Task goal: Only certain lines below are wanted: those starting at the line containing "Query: modern white building" and ending at the line containing "Query: gabled roof", both included, each retyped exactly.

Data provided:
--

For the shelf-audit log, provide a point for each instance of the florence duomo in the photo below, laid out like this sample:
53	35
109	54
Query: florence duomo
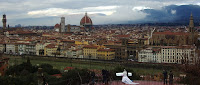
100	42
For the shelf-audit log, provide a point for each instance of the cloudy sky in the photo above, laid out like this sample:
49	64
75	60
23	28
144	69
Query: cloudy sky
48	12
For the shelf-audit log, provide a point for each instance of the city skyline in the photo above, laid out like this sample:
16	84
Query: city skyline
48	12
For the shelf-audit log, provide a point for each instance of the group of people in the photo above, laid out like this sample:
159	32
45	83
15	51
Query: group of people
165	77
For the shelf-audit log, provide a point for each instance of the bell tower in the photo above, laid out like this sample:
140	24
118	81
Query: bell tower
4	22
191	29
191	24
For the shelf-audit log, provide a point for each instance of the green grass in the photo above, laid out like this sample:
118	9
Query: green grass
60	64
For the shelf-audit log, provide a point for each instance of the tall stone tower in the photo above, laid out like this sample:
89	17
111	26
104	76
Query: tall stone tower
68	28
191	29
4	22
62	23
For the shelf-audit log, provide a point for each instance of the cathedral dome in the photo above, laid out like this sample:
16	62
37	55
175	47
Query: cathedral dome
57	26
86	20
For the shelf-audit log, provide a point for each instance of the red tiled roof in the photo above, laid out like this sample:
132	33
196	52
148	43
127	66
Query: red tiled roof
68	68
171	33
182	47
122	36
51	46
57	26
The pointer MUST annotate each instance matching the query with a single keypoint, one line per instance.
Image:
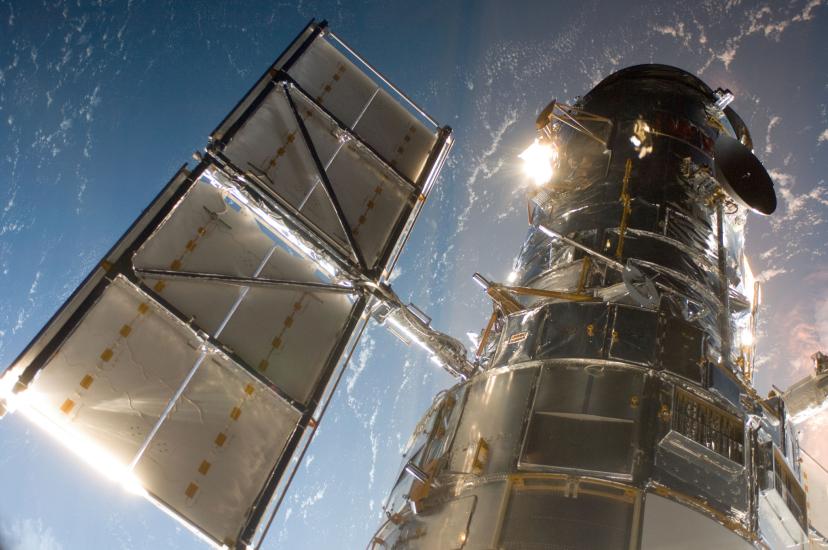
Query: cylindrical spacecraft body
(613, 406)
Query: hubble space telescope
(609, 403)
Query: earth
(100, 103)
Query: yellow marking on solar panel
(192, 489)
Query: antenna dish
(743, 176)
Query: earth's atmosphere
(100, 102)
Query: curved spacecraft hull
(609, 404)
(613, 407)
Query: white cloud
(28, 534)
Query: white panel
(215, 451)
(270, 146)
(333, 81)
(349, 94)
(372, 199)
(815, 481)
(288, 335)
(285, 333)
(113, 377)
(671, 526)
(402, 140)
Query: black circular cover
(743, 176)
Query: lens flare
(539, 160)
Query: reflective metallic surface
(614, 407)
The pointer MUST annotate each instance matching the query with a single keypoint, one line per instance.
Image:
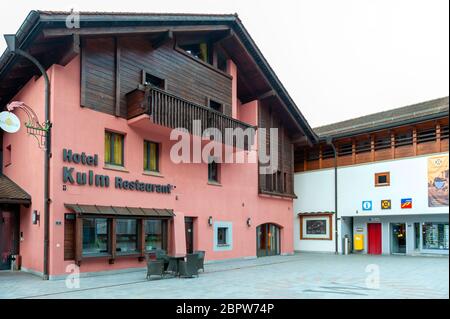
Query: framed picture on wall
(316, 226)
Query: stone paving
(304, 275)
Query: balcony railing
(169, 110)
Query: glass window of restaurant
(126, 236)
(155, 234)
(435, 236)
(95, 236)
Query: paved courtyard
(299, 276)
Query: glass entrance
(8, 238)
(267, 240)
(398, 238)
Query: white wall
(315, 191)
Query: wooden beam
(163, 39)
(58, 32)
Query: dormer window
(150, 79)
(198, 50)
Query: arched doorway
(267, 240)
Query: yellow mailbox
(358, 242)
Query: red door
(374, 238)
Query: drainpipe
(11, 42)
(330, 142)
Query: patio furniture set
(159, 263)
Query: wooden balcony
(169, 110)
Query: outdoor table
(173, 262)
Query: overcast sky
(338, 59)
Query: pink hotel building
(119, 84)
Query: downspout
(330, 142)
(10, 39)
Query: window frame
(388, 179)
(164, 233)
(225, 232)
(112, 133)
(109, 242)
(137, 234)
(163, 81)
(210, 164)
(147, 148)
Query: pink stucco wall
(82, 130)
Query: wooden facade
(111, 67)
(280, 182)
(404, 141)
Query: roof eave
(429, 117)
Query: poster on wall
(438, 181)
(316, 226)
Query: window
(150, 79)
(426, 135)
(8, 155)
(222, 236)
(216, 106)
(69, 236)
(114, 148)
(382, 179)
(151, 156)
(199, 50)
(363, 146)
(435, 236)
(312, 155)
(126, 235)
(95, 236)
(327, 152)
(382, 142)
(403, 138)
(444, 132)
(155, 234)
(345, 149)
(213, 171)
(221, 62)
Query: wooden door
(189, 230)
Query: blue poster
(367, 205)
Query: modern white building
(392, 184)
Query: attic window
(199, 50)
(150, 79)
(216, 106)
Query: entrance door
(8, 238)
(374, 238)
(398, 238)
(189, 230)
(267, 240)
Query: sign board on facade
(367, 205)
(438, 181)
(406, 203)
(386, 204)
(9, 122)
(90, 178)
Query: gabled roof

--

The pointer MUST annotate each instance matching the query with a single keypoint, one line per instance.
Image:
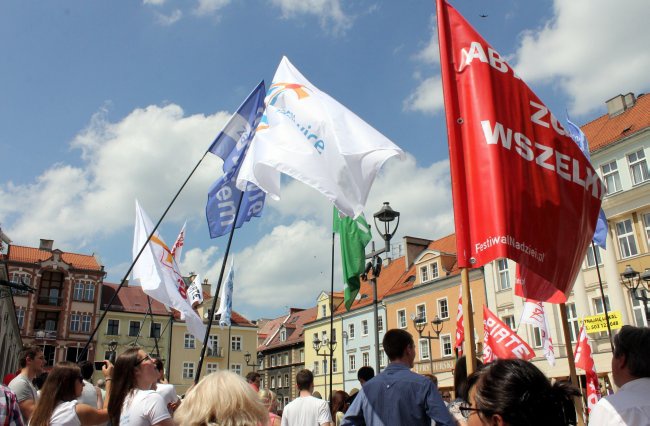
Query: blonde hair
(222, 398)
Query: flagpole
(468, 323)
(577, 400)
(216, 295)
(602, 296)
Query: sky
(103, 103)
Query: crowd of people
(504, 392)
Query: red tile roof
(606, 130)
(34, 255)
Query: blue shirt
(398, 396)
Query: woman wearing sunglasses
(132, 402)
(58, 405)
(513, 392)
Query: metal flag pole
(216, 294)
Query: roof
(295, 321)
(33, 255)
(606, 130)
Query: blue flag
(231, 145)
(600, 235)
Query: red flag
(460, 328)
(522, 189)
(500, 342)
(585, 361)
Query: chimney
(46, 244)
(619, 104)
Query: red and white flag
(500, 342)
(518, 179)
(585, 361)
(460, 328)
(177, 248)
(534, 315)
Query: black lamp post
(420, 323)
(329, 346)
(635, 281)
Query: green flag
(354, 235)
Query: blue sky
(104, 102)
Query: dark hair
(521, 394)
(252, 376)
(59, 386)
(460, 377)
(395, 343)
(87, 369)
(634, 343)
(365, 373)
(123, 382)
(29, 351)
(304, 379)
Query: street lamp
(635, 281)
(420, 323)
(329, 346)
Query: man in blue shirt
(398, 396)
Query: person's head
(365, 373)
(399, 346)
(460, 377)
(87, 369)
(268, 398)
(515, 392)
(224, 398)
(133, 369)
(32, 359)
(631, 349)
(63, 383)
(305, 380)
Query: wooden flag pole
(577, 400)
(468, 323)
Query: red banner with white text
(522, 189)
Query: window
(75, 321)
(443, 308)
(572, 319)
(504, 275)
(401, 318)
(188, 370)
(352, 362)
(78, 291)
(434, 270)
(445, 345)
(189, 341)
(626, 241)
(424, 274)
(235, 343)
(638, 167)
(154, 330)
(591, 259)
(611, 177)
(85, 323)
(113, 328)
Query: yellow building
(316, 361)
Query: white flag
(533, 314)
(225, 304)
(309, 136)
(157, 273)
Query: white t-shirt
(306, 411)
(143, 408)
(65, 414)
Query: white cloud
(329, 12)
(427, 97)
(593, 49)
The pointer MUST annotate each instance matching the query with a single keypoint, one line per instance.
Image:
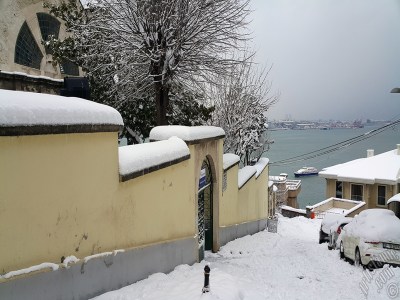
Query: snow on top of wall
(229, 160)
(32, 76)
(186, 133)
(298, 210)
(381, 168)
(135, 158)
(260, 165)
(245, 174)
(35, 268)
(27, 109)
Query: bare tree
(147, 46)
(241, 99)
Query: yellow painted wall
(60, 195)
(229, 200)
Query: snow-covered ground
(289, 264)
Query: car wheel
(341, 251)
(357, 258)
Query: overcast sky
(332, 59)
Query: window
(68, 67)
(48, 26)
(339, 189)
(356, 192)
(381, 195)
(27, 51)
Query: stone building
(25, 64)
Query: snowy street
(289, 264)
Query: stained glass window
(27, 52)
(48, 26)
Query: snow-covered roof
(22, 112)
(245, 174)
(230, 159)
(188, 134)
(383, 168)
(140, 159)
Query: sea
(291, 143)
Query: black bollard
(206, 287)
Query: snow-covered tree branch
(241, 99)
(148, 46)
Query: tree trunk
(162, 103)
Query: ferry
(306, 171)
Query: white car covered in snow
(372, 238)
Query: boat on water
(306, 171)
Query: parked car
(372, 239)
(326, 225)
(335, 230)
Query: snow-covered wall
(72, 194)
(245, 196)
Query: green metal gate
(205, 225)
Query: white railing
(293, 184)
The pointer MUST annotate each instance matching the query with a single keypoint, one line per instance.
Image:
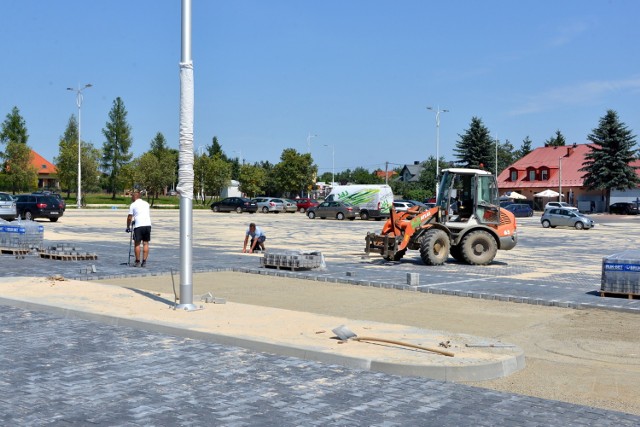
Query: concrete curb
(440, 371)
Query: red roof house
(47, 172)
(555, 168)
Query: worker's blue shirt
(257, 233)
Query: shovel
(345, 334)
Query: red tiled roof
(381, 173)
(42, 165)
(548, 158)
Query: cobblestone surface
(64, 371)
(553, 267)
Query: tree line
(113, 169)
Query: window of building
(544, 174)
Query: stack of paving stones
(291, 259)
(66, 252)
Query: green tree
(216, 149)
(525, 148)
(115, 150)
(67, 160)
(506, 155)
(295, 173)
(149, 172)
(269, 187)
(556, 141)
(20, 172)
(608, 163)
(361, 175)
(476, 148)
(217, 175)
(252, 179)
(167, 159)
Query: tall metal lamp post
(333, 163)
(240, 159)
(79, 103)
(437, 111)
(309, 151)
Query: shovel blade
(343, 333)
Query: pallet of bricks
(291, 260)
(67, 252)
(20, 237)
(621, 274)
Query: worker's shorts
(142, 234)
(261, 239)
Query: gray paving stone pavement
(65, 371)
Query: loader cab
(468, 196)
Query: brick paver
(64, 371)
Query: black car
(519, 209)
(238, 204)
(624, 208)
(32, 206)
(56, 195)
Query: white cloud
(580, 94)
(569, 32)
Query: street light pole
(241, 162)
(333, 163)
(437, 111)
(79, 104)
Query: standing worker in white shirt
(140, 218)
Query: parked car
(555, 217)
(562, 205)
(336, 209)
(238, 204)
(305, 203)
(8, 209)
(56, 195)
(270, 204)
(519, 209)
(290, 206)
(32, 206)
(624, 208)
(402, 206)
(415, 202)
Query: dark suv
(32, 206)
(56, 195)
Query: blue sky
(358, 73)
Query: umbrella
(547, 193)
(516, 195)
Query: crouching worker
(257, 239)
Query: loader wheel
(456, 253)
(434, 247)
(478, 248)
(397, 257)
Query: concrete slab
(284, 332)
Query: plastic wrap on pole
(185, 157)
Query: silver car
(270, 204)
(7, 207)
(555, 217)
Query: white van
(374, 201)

--

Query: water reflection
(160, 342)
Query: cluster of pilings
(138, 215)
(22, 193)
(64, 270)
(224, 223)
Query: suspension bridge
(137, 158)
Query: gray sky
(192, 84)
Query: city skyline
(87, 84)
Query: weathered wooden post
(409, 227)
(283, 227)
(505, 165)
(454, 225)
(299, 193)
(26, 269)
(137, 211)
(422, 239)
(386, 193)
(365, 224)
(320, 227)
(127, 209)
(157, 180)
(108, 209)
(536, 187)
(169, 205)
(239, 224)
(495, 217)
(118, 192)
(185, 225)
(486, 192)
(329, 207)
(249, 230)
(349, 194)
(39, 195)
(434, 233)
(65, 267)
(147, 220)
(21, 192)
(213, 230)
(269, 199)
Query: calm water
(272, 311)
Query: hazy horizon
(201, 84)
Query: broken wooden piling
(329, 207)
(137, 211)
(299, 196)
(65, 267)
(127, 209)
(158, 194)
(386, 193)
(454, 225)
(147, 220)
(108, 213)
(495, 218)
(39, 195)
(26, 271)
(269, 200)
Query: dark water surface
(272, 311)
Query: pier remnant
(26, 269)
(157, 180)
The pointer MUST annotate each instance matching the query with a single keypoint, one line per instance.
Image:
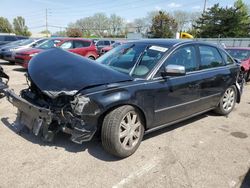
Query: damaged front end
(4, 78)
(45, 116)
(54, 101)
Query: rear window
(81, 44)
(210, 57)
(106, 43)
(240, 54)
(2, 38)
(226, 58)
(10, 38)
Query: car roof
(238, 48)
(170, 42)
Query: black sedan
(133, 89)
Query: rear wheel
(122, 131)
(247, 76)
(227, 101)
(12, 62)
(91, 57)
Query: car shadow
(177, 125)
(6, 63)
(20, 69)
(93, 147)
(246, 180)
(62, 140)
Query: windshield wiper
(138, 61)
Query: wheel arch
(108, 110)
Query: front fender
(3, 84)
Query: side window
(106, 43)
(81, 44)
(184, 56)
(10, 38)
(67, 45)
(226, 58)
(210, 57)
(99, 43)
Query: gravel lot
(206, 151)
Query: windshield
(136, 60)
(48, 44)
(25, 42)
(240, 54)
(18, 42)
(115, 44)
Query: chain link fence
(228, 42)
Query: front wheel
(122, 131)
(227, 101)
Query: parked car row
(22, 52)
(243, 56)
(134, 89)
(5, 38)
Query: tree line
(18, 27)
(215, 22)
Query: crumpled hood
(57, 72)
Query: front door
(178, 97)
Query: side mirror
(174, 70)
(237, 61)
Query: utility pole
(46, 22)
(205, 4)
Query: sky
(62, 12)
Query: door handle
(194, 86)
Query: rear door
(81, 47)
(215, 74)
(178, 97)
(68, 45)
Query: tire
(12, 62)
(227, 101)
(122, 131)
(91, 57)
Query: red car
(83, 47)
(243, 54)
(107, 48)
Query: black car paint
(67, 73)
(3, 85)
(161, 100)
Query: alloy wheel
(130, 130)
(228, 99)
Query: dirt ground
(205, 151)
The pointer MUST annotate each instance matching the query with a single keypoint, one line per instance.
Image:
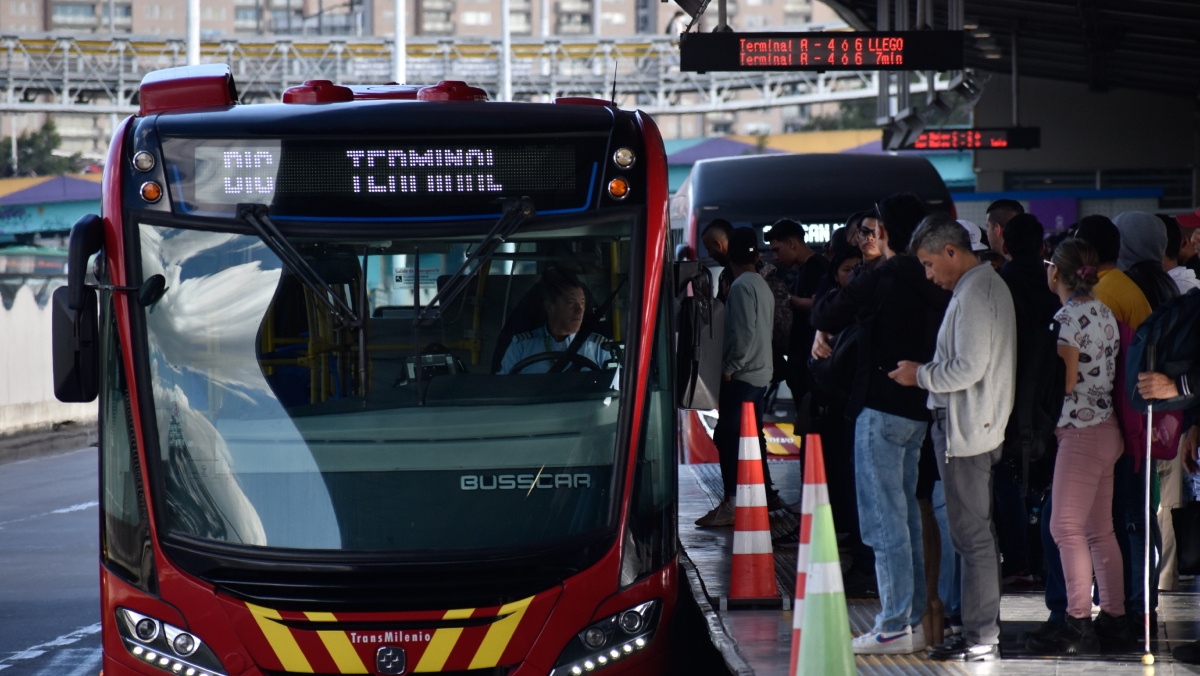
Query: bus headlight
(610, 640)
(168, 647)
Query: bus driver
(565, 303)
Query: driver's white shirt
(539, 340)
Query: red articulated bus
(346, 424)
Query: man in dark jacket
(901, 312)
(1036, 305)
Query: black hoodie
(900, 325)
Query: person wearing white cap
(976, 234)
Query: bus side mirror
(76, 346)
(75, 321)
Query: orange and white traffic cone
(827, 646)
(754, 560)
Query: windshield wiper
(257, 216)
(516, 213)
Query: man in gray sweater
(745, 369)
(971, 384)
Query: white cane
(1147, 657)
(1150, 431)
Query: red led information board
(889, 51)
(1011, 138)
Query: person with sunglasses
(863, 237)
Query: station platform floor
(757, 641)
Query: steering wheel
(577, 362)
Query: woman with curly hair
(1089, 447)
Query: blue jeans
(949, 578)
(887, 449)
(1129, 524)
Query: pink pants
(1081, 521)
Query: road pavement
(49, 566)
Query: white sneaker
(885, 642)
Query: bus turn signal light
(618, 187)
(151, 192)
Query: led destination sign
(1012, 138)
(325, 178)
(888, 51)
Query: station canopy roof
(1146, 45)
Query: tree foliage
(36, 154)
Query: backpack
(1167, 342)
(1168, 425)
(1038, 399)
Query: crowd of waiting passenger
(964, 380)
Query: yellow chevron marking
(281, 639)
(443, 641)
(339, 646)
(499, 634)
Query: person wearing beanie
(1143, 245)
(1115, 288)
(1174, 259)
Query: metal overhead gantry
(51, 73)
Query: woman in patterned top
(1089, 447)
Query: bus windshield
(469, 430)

--

Task result:
Query: modern white building
(392, 184)
Query: attic window
(199, 50)
(150, 79)
(216, 106)
Query: entrance door
(8, 238)
(374, 238)
(398, 238)
(189, 230)
(267, 240)
Query: sign board on facade
(367, 205)
(438, 181)
(406, 203)
(386, 204)
(9, 122)
(90, 178)
Query: gabled roof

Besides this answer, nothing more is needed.